__THE TASK__
Rewrite each of the entries below, replacing "red grape" with "green grape" and leaving everything else unchanged.
__________________________________________________
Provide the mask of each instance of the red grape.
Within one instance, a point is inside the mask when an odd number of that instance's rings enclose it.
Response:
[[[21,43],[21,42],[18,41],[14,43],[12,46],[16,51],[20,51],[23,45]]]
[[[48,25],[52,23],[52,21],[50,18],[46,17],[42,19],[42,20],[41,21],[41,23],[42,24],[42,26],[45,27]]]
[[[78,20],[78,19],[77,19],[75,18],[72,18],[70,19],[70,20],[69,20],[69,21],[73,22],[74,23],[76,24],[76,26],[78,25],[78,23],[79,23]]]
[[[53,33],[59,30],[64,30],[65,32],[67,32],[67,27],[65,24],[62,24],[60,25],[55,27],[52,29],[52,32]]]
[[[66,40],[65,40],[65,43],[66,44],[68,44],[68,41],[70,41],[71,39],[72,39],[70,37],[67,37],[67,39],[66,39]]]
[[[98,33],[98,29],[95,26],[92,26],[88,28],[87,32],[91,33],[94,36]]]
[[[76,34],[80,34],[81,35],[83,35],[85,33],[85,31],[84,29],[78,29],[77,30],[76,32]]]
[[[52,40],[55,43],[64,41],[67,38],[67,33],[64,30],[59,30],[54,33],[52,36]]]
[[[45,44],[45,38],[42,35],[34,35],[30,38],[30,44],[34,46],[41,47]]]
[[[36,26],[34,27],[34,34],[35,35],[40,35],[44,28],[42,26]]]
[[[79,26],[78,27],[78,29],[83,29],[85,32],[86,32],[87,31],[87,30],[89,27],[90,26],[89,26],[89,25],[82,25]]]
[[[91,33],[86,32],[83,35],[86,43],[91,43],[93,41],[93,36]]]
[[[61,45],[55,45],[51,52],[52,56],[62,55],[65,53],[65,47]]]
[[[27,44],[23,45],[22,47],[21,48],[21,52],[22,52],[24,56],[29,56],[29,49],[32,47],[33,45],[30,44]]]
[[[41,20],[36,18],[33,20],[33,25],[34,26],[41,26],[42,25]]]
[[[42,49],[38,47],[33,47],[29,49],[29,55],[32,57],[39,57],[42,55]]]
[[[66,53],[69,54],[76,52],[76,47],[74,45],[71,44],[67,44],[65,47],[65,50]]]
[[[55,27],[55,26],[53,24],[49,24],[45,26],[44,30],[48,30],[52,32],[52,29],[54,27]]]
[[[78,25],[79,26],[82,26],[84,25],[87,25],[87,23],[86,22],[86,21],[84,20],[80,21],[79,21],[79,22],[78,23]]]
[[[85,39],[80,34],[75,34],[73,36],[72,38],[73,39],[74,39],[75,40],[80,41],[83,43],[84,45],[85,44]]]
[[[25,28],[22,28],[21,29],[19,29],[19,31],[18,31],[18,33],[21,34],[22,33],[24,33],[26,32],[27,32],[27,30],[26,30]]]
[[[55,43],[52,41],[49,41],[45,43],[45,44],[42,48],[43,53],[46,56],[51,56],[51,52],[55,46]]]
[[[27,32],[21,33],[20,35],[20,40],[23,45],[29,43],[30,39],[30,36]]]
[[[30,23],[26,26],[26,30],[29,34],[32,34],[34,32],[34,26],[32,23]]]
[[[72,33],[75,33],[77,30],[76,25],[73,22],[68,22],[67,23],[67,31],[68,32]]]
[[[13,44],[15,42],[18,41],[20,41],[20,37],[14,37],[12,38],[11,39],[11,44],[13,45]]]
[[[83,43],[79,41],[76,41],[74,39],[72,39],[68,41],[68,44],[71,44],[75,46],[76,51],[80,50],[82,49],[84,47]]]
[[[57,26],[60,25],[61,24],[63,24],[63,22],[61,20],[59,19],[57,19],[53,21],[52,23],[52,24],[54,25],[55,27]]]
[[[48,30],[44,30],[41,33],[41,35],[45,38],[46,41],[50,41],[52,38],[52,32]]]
__________________________________________________
__WRITTEN SOLUTION__
Provide the mask of each instance of the green grape.
Within one instance, a point is inside the mask when an odd number of that instance's rings enclose it.
Response:
[[[21,43],[21,42],[18,41],[14,43],[12,46],[16,51],[20,51],[23,45]]]
[[[48,25],[52,23],[52,21],[50,18],[46,17],[42,19],[42,20],[41,21],[41,23],[42,24],[42,26],[45,27]]]
[[[78,20],[78,19],[77,19],[75,18],[72,18],[70,19],[70,20],[69,20],[69,21],[73,22],[74,23],[76,24],[76,26],[78,25],[78,23],[79,23]]]
[[[53,33],[59,30],[64,30],[65,32],[67,32],[67,27],[65,24],[62,24],[60,25],[55,27],[52,29],[52,32]]]
[[[66,40],[65,40],[65,43],[66,44],[68,44],[68,41],[70,41],[71,39],[72,39],[70,37],[67,37],[67,39],[66,39]]]
[[[98,33],[98,29],[95,26],[92,26],[88,28],[87,32],[91,33],[94,36]]]
[[[76,34],[80,34],[81,35],[83,35],[85,33],[85,31],[84,29],[78,29],[77,30],[76,32]]]
[[[52,40],[55,43],[64,41],[67,38],[67,33],[64,30],[59,30],[54,33],[52,36]]]
[[[45,44],[45,38],[42,35],[34,35],[30,38],[30,44],[34,46],[41,47]]]
[[[36,26],[34,27],[34,34],[35,35],[40,35],[44,28],[42,26]]]
[[[79,26],[78,27],[78,29],[83,29],[85,32],[86,32],[87,31],[87,30],[89,27],[90,26],[89,26],[89,25],[82,25]]]
[[[91,33],[86,32],[83,35],[86,43],[91,43],[93,41],[93,36]]]
[[[61,45],[55,45],[51,52],[52,56],[62,55],[65,53],[65,47]]]
[[[27,44],[23,45],[22,47],[21,48],[21,52],[22,52],[24,56],[29,56],[29,49],[32,47],[33,45],[30,44]]]
[[[41,20],[36,18],[33,20],[33,25],[34,26],[41,26],[42,25]]]
[[[42,49],[38,47],[33,47],[29,49],[29,55],[32,57],[39,57],[42,55]]]
[[[66,53],[69,54],[76,52],[76,47],[74,45],[71,44],[67,44],[65,47],[65,50]]]
[[[55,27],[55,26],[53,24],[49,24],[45,26],[44,30],[48,30],[52,32],[52,29],[54,27]]]
[[[78,25],[79,26],[82,26],[84,25],[87,25],[87,23],[86,22],[86,21],[84,20],[80,21],[79,21],[79,22],[78,23]]]
[[[85,39],[80,34],[75,34],[73,36],[72,38],[73,39],[74,39],[75,40],[80,41],[83,43],[84,45],[85,44]]]
[[[25,28],[22,28],[21,29],[19,29],[19,31],[18,31],[18,33],[21,34],[22,33],[24,33],[26,32],[27,32],[27,30],[26,30]]]
[[[55,43],[52,41],[49,41],[45,43],[45,44],[42,48],[43,53],[46,56],[51,56],[51,52],[55,46]]]
[[[27,32],[21,33],[20,35],[20,40],[23,45],[29,43],[30,39],[30,36]]]
[[[30,23],[26,26],[26,30],[29,34],[32,34],[34,32],[34,26],[32,23]]]
[[[72,33],[75,33],[77,30],[76,25],[73,22],[68,22],[67,23],[67,31],[68,32]]]
[[[13,44],[15,42],[18,41],[20,41],[20,37],[14,37],[12,38],[11,39],[11,44],[13,45]]]
[[[83,43],[79,41],[76,41],[74,39],[72,39],[68,41],[68,44],[71,44],[75,46],[76,51],[80,50],[82,49],[84,47]]]
[[[57,26],[60,25],[61,24],[63,24],[63,22],[61,20],[59,19],[57,19],[53,21],[52,23],[52,24],[54,25],[55,27]]]
[[[48,30],[44,30],[41,33],[41,35],[45,38],[46,41],[50,41],[52,38],[52,32]]]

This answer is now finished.